#### Исходный текст:

Выдающийся немецкий славист Л. Мюллер подчеркивает, что в целом русским богословам – «лаикам» был в той или иной степени близок взгляд на Церковь, как в первую очередь на царство свободы: самосознанию человека ХIХ в. в идее Церкви важна не власть авторитета, а именно свобода и автономия субъекта, которая противопоставляется любым концепциям «авторитетной непогрешимости» и учительства [Мюллер 2000, 260]. Именно поэтому Л. Мюллер указывает, что в творчестве Л.Н. Толстого практически на каждом шагу прослеживается влияние либерального протестантизма, правда, в отличие от Ф.М. Достоевского, в более раннем варианте, т.е. в идеях Просвещения ХVIII в., для которого Христос является в первую очередь и исключительно учителем, возвещающим единственно истинное учение жизни [Мюллер 2000, 265–266].

Тема «Л. Толстой и протестантизм» требует более детального изучения по нескольким конкретным направлениям.

 

5. 1. Какое влияние оказал на Толстого протестантизм?

Начнем с того, что мировоззрение Л.Н. Толстого изначально расходится с историческим протестантизмом в двух принципиальных пунктах. Во-первых, это радикальное отвержение писателем основополагающего принципа sola fide в традиционном протестантском понимании, т.е. оправдания только верой, причем верой в искупительный характер страданий и смерти Христа. Во-вторых, всю жизни писатель был последовательным и неумолимым критиком богословия ап. Павла, по той простой причине, что принцип sola fide находит в этом богословии последовательное и законченное развитие. Именно поэтому Л. Толстой писал о лютеранстве, что это такое же надувательство, как и все другие конфессии [Толстой 1956, 44, 105]. В то же время в дневнике писателя, особенно в ранний период, есть высказывания такого рода: «Лютер велик» [Толстой 1956, 48, 26]. Чем же можно объяснить эту амбивалентность?

Л. Толстой был знаком с разными представителями либерального протестантизма. Определенное влияние в молодости на него оказали работы швейцарского писателя и политика Х. Цшокке (Zschokke). В период с 1860 по 1882 г., как показал в своем исследовании Ф.Х. Филипп, писатель регулярно получал журнал Revue des deux mondes, который выходил в Париже и в котором публиковались работы европейских и американских протестантских теологов [Philipp 1959, 39–41]. Кроме того, писатель был хорошо знаком с популярными книгами известнейших либеральных теологов XIX в. – Д.Ф. Штрауса, Э. Ренана, А. Ревиля, Ф.Х. Баура, в работах которых с помощью так называемого историко-критического метода была предпринята попытка демифологизации Евангелия и освобождение его от всего чудесного. Эта идея, безусловно, была Л. Толстому очень близка. Однако радикальные выводы представителей этого направления разочаровали писателя. В частности, он никак не мог согласиться с утверждением «позднего» Штрауса о том, что «исторический Иисус» был фанатиком-энтузиастом, а основные принципы его учения не являются актуальными в современном мире.

#### Выдержки из данных:
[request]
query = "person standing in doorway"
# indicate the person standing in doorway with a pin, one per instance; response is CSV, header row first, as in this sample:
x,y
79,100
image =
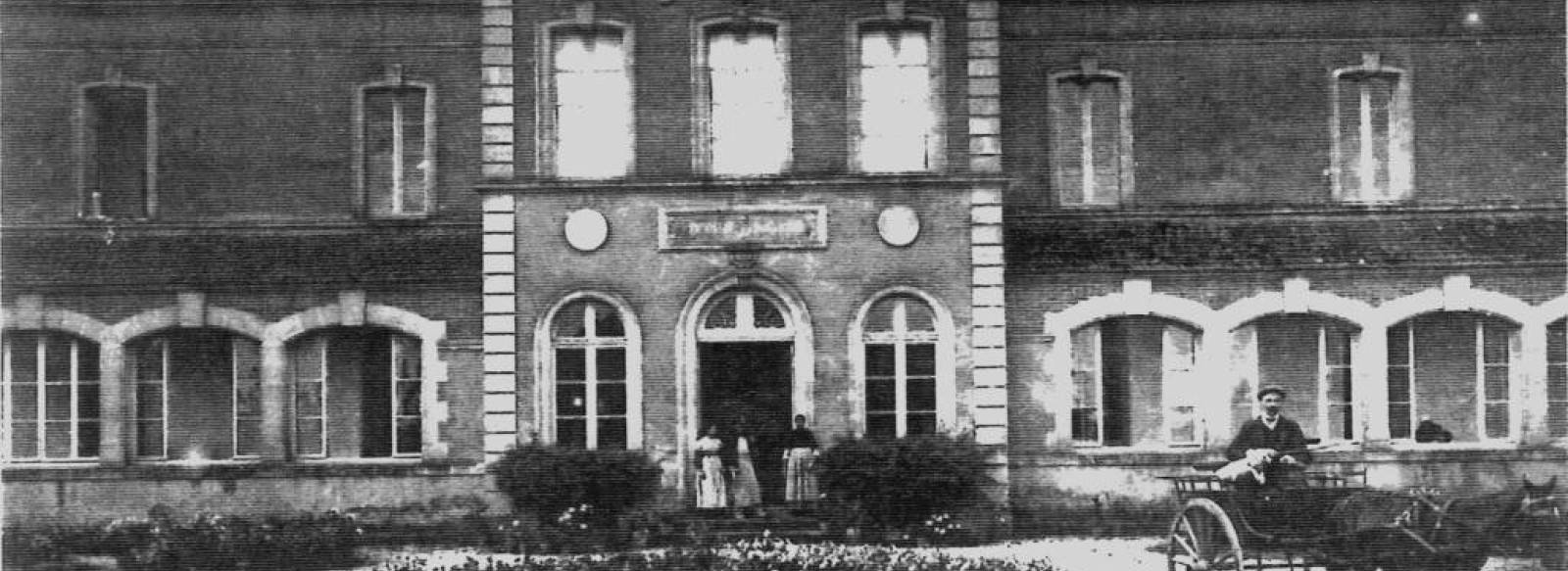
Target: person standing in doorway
x,y
710,487
800,453
744,482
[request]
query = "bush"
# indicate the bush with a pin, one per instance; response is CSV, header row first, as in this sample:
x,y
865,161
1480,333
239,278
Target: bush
x,y
576,488
902,484
765,554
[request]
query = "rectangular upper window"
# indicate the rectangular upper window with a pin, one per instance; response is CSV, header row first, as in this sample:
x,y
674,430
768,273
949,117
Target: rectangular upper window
x,y
397,148
1372,133
898,98
1090,135
117,149
590,93
745,99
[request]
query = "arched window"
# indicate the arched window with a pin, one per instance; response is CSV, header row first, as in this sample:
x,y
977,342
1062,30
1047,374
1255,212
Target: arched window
x,y
357,394
1133,383
51,396
1457,370
196,396
590,370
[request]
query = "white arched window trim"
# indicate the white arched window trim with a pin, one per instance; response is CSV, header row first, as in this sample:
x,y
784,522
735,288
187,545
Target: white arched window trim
x,y
545,367
946,361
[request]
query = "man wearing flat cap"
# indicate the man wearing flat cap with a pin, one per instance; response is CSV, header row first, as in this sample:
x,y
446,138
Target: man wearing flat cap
x,y
1272,448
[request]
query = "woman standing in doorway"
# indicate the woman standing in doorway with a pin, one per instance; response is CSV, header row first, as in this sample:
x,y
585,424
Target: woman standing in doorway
x,y
710,487
745,487
800,452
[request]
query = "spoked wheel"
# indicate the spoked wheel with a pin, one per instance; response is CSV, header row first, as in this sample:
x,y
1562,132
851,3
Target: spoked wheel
x,y
1203,539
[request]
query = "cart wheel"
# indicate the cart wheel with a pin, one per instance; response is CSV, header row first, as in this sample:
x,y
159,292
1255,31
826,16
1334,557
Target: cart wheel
x,y
1203,539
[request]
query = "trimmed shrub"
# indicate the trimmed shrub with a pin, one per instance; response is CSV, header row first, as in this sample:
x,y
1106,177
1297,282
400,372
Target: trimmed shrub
x,y
576,488
902,484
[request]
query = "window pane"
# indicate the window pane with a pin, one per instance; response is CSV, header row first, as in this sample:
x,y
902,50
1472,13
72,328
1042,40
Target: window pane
x,y
57,357
880,394
880,425
922,359
608,322
24,440
880,359
24,357
408,437
612,399
86,402
765,314
569,320
57,402
1496,383
1086,429
571,433
24,402
721,315
612,433
1399,385
118,141
1399,421
308,438
571,364
922,394
1497,421
571,399
57,440
1399,346
88,440
149,401
149,440
611,364
408,398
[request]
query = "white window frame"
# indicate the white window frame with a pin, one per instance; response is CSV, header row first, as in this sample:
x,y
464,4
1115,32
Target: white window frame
x,y
1178,385
1086,193
1410,378
631,346
1097,372
41,382
901,338
1556,361
1512,372
320,378
235,347
1325,370
162,347
705,96
1399,127
90,203
549,98
935,140
400,380
400,208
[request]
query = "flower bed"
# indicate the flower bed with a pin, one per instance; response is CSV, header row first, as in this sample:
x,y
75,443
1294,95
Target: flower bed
x,y
764,554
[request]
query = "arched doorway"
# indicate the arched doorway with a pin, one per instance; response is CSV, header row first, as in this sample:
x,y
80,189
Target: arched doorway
x,y
745,382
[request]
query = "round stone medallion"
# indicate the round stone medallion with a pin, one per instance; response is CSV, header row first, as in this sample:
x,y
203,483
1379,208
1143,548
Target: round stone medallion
x,y
587,229
899,224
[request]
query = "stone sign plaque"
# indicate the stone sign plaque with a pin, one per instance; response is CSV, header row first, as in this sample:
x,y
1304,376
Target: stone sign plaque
x,y
749,228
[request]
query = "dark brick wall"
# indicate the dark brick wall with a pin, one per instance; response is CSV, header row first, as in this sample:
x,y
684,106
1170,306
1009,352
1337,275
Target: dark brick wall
x,y
831,283
256,101
1231,101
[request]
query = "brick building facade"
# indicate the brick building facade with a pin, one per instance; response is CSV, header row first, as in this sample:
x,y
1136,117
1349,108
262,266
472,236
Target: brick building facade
x,y
349,263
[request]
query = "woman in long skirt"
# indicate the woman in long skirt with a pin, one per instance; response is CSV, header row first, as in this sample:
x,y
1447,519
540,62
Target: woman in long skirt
x,y
745,487
710,487
800,482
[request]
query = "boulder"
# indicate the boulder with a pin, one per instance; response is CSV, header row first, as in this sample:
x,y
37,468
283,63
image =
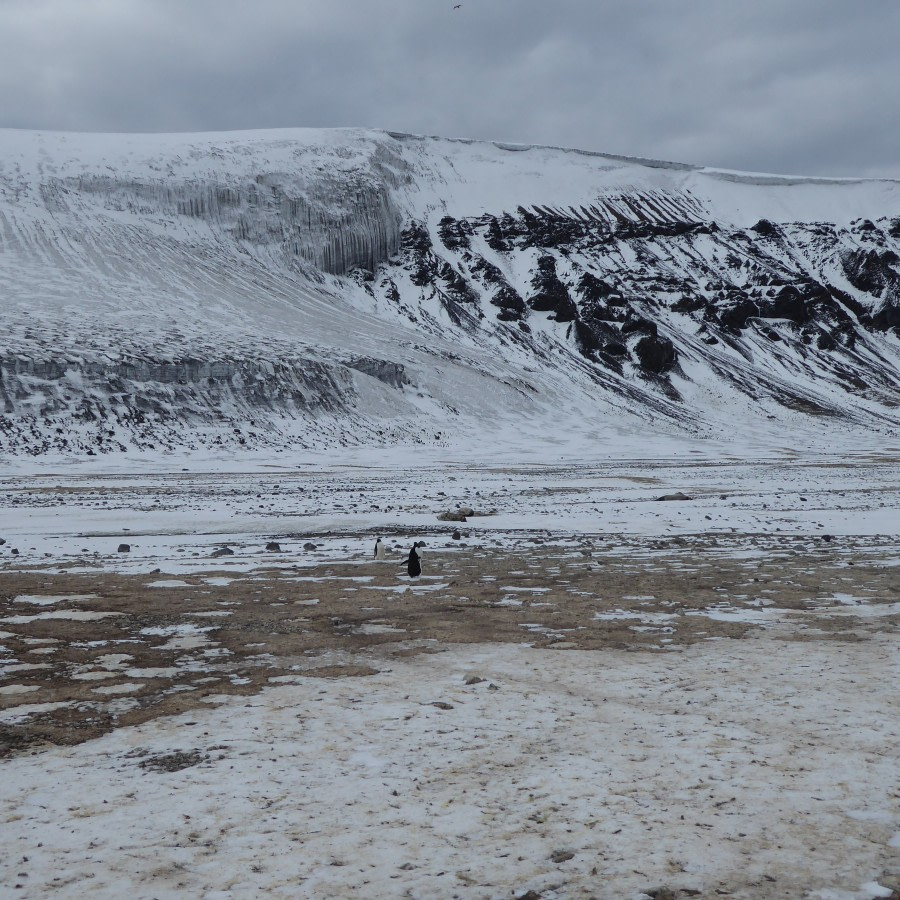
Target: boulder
x,y
451,515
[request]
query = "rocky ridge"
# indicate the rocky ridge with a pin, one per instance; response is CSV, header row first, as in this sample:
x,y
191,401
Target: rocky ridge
x,y
316,288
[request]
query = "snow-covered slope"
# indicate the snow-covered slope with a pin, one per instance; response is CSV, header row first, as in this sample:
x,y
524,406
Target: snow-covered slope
x,y
310,288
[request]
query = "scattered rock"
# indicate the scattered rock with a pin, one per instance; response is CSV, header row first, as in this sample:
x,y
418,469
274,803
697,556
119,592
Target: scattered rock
x,y
173,762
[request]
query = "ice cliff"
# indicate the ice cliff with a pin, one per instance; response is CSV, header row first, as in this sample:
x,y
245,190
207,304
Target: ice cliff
x,y
307,288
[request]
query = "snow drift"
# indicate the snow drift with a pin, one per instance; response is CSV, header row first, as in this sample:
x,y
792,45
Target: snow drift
x,y
324,287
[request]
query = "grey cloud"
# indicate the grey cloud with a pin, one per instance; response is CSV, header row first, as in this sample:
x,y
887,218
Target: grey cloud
x,y
810,86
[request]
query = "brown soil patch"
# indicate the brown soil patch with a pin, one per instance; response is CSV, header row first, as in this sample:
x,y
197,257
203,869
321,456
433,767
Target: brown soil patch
x,y
165,649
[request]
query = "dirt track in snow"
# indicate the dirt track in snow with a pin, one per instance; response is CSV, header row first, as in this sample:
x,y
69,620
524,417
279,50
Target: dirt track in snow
x,y
87,653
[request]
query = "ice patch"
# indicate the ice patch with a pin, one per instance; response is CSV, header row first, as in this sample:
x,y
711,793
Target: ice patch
x,y
41,600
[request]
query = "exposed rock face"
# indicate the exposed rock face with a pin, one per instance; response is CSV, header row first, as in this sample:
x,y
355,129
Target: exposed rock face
x,y
338,287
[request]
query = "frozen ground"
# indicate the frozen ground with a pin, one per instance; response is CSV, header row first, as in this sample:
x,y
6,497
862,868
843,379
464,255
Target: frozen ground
x,y
591,693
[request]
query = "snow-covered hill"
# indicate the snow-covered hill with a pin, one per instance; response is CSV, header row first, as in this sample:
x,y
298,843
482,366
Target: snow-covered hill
x,y
313,288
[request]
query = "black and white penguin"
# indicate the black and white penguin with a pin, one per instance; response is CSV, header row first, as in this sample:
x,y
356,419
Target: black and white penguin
x,y
413,566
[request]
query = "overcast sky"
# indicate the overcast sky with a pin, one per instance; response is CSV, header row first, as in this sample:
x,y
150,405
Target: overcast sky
x,y
795,86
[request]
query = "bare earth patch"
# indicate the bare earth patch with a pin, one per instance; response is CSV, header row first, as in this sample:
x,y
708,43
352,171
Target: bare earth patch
x,y
88,653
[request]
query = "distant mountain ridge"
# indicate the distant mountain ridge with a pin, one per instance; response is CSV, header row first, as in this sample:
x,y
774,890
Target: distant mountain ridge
x,y
313,288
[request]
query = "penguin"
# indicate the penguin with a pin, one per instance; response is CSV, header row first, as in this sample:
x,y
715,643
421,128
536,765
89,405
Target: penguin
x,y
413,566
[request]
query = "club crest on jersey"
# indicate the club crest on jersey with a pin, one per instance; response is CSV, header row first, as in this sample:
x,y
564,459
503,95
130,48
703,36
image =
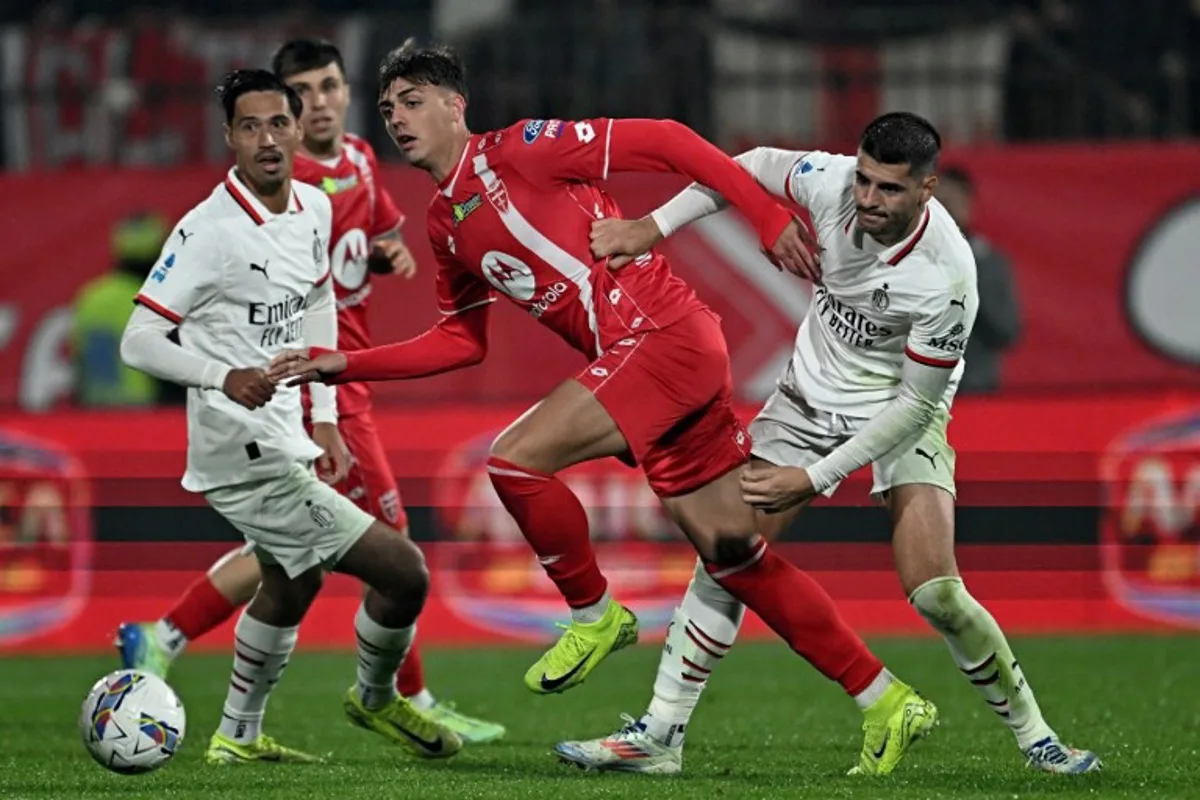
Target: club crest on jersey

#### Суть задания:
Воспроизведите отрывок текста о Толстом и протестантизме от слов «Выдающийся немецкий славист» до слов «[Мюллер 2000, 265–266].» включительно, подставив «наставником» вместо «учителем».

#### Образец решения:
Выдающийся немецкий славист Л. Мюллер подчеркивает, что в целом русским богословам – «лаикам» был в той или иной степени близок взгляд на Церковь, как в первую очередь на царство свободы: самосознанию человека ХIХ в. в идее Церкви важна не власть авторитета, а именно свобода и автономия субъекта, которая противопоставляется любым концепциям «авторитетной непогрешимости» и учительства [Мюллер 2000, 260]. Именно поэтому Л. Мюллер указывает, что в творчестве Л.Н. Толстого практически на каждом шагу прослеживается влияние либерального протестантизма, правда, в отличие от Ф.М. Достоевского, в более раннем варианте, т.е. в идеях Просвещения ХVIII в., для которого Христос является в первую очередь и исключительно наставником, возвещающим единственно истинное учение жизни [Мюллер 2000, 265–266].